» **DOCUMENT SEGMENT**:
--*--
The New York Express was a soccer team based out of Uniondale, New York that played in the Major Indoor Soccer League. They played only part of the 1986–87 MISL season before folding during the league's midseason All-Star Break. Their home arena was Nassau Veterans Memorial Coliseum. They were owned by Stan Henry.

The Express were an expansion franchise for the 1986–87 season, owned in part by New York Cosmos goalie Shep Messing, who saw limited action for the team. The Express also featured former Cosmos star and U.S. National Team player Rick Davis and Iran National Team Star Andranik Eskandarian. A 0–10 start cost initial coach Ray Klivecka his job on December 23, 1986. The team managed only a 3–23 record and folded at the All-Star Break due to financial problems.
--*--
» **EXTRACTED ENTRIES**:
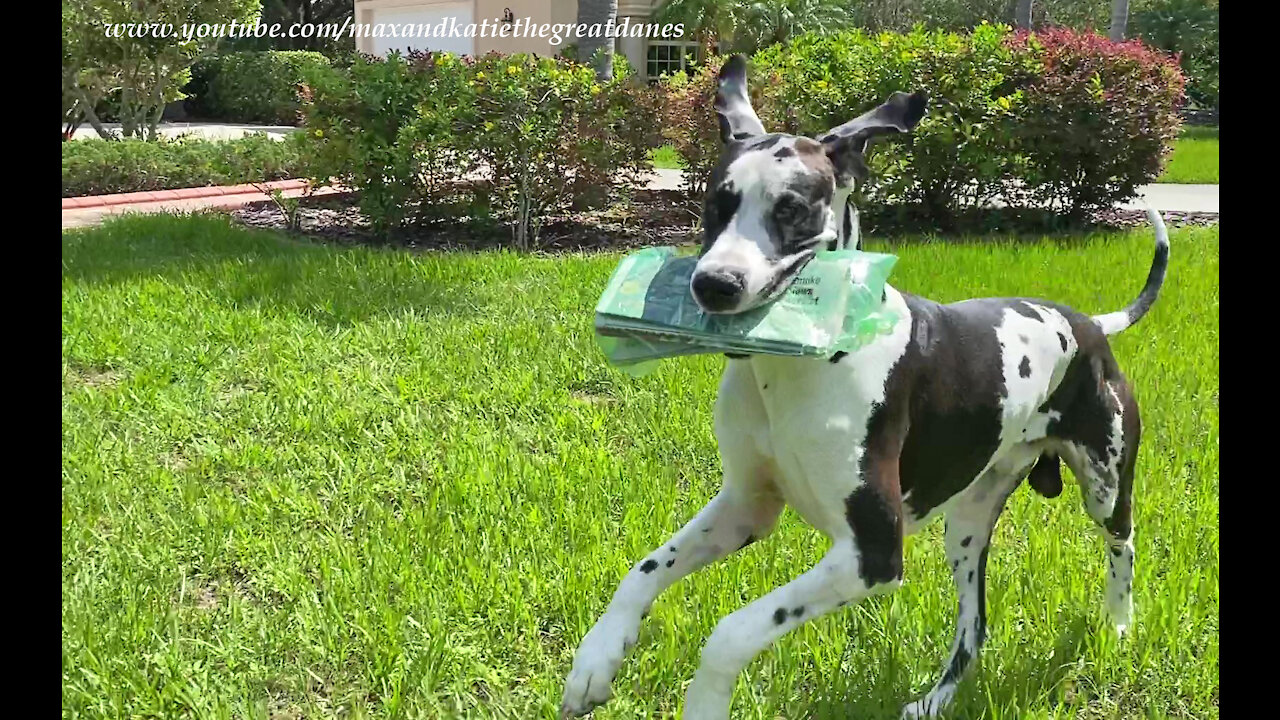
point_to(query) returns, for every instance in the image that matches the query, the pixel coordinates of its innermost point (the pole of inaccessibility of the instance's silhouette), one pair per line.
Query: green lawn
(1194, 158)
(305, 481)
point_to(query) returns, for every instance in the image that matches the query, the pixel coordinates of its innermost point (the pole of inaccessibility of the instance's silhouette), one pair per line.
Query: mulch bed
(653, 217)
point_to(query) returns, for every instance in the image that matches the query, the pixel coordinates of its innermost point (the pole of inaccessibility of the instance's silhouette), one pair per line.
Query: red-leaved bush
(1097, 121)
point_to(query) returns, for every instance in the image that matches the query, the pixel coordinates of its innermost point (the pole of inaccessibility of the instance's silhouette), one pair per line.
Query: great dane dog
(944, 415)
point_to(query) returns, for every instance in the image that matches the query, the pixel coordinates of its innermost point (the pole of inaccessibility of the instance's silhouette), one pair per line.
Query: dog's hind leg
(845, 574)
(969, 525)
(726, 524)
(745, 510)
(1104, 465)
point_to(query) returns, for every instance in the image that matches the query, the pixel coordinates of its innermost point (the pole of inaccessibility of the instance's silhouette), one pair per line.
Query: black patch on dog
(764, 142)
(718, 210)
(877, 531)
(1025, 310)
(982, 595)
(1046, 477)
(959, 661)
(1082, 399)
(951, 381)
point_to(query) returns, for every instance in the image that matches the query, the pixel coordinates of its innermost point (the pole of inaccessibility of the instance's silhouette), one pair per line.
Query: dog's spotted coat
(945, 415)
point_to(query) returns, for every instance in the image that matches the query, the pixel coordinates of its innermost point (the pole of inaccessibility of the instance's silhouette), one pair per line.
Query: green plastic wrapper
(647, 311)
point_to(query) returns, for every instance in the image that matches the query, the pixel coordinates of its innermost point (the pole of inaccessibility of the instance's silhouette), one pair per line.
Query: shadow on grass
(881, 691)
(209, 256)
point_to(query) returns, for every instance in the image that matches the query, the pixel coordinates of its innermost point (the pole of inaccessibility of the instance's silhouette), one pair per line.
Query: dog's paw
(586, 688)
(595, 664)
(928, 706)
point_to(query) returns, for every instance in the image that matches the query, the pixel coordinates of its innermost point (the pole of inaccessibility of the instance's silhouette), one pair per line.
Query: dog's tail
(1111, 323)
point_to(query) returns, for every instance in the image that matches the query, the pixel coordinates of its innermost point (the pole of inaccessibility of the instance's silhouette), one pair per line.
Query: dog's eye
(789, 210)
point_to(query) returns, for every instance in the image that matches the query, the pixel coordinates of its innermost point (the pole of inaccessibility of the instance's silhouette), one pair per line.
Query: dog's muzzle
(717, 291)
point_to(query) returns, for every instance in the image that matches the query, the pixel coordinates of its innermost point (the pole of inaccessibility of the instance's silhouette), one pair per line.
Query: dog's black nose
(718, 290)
--*--
» **GOALS**:
#1 Using the passage on the New York Express, decide whether each statement agrees with it: (a) the team's home arena was Nassau Veterans Memorial Coliseum; (b) Shep Messing was the team's first coach; (c) the team folded because of financial problems. For each, answer yes or no and quote the words of the passage that settle it.
#2 According to the passage on the New York Express, on what date did the team's first coach lose his job?
#3 Please reproduce the stretch of the passage on the New York Express from "The New York" through "to financial problems.".

» **ANSWERS FOR THE EXERCISE**:
#1
(a) Yes: "Their home arena was Nassau Veterans Memorial Coliseum."
(b) No: "A 0–10 start cost initial coach Ray Klivecka his job on December 23, 1986."
(c) Yes: "folded at the All-Star Break due to financial problems."

#2 December 23, 1986.

#3
The New York Express was a soccer team based out of Uniondale, New York that played in the Major Indoor Soccer League. They played only part of the 1986–87 MISL season before folding during the league's midseason All-Star Break. Their home arena was Nassau Veterans Memorial Coliseum. They were owned by Stan Henry.

The Express were an expansion franchise for the 1986–87 season, owned in part by New York Cosmos goalie Shep Messing, who saw limited action for the team. The Express also featured former Cosmos star and U.S. National Team player Rick Davis and Iran National Team Star Andranik Eskandarian. A 0–10 start cost initial coach Ray Klivecka his job on December 23, 1986. The team managed only a 3–23 record and folded at the All-Star Break due to financial problems.